Pointing dataset records:
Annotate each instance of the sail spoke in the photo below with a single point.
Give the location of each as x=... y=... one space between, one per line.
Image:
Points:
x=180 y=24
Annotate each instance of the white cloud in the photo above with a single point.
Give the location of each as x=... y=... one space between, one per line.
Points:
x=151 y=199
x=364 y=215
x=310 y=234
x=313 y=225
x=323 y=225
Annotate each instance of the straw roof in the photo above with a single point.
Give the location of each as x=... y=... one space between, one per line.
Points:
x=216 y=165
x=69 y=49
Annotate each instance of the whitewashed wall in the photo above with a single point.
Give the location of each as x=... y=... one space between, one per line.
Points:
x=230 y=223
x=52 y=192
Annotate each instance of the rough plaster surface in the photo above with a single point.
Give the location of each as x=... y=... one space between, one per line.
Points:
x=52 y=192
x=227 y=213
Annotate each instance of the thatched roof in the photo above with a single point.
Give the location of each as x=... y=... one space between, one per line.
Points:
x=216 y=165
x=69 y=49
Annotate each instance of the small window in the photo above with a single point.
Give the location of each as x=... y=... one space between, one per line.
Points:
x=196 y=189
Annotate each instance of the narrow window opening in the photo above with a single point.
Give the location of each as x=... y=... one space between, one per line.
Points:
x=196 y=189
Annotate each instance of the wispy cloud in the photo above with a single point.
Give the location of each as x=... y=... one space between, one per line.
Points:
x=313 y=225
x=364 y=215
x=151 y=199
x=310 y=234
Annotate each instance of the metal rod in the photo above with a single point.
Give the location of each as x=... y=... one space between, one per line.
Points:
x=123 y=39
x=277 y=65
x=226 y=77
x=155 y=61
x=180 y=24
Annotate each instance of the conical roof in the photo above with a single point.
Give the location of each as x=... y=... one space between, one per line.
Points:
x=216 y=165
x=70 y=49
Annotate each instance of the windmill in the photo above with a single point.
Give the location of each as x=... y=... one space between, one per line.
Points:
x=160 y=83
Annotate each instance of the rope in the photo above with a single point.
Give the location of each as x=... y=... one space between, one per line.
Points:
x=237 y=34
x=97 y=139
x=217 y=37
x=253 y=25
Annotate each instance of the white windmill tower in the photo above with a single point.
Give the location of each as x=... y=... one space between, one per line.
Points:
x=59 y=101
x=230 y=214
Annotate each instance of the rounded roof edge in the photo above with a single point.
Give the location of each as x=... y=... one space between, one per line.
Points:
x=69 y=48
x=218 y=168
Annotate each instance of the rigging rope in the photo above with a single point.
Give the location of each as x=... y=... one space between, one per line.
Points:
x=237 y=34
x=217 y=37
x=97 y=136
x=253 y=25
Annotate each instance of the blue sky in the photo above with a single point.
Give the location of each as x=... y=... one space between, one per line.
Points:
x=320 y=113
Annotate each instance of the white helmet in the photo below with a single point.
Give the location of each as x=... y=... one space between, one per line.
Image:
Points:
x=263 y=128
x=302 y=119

### WHAT IS ASKED:
Set down every record above exactly as given.

### OUTPUT FOR THIS TASK:
Annotate each instance of the sail spoke in the photo below with a single point.
Give the location of each as x=... y=... one space between, one per line.
Image:
Points:
x=180 y=24
Annotate each instance of the white cloud in the photo above with a single point.
Give the location of each as x=... y=... one space between, one per line.
Points:
x=151 y=199
x=364 y=215
x=310 y=234
x=313 y=225
x=323 y=225
Annotate each instance of the straw roof in the photo above with a single point.
Give the location of each as x=... y=... one space between, one per line.
Points:
x=216 y=165
x=69 y=49
Annotate each instance of the whitewashed wall in the photo above with a single point.
Give the location of each as x=... y=... one space between, one per line.
Points:
x=230 y=223
x=52 y=192
Annotate each instance of the rough plaster surface in the photo above with a single point.
Give the location of each as x=... y=... one space between, one per line.
Points:
x=52 y=192
x=227 y=213
Annotate each instance of the thatched roof in the photo above with a single point.
Give the location of each as x=... y=... one space between, one per line.
Points:
x=216 y=165
x=69 y=49
Annotate each instance of the small window in the photo above with a single point.
Give the location of each as x=... y=... one space between, one per line.
Points:
x=196 y=189
Annotate each instance of the narrow window opening in the photo above with a single point.
Give the location of each as x=... y=... one space between, one per line.
Points:
x=196 y=189
Annotate each instance of the wispy cloud in the photo above with a single point.
Give the location of each as x=... y=... one space between, one per line.
Points:
x=313 y=225
x=364 y=215
x=151 y=199
x=310 y=234
Annotate each instance of the metal rod in the photo above with a single point.
Give the location of each as x=... y=... one space between, one per line.
Points:
x=123 y=39
x=277 y=65
x=226 y=77
x=155 y=61
x=180 y=24
Annotate each instance of the conical roof in the photo above with a single point.
Give the location of each as x=... y=... one space between, one per line.
Points:
x=216 y=165
x=70 y=49
Annotate each instance of the windmill in the photo above with a single point.
Give the location of each as x=... y=... one space between, one per line.
Points:
x=160 y=83
Annotate each instance of the rope in the photo above with a single point.
Give the location of each as x=... y=... one space between, one per line.
Points:
x=237 y=34
x=97 y=139
x=217 y=37
x=253 y=25
Annotate each instance of the white windmill tower in the photo above with a single point.
Give the location of each as x=... y=... one space between, one per line.
Points:
x=59 y=101
x=230 y=214
Annotate each instance of the rounded roof edge in the photo above with a single point.
Give the location of each as x=... y=... one space between, one per line.
Points:
x=69 y=48
x=218 y=168
Annotate each instance of the rigging rope in the photo above with a single point.
Give the location of each as x=... y=... one space between, one per line.
Points:
x=237 y=34
x=217 y=37
x=97 y=136
x=253 y=25
Annotate each instance of the blue sky in the photo above with a single point.
Give the location of each as x=... y=... one space between, one per line.
Points:
x=320 y=113
Annotate each instance of the white helmet in the photo below with a single point.
Give the location of each as x=... y=... one space between, one per line.
Image:
Points:
x=263 y=128
x=302 y=119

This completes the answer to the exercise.